Pick out every line in the listing below that contains the word "purple".

--

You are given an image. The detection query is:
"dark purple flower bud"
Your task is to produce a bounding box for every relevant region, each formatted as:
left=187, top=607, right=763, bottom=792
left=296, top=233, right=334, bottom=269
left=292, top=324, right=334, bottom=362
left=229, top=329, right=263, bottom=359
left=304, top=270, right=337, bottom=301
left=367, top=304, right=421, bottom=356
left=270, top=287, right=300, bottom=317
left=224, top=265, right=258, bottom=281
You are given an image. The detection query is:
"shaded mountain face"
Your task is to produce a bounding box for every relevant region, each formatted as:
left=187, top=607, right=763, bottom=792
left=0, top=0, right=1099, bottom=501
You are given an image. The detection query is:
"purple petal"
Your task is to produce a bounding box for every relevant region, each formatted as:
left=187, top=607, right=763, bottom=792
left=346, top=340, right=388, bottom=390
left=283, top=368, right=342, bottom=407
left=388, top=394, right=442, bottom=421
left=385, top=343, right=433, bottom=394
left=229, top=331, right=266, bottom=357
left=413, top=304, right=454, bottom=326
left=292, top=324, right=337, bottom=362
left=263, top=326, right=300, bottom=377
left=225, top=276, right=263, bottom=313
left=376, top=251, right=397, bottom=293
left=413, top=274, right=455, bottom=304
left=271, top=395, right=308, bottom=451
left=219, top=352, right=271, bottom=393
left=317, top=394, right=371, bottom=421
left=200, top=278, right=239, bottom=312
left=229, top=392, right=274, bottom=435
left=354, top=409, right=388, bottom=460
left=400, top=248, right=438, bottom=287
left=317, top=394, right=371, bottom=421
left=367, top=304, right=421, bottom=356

--

#### RESULT FOR THIS TASK:
"dark purple flower bud"
"purple petal"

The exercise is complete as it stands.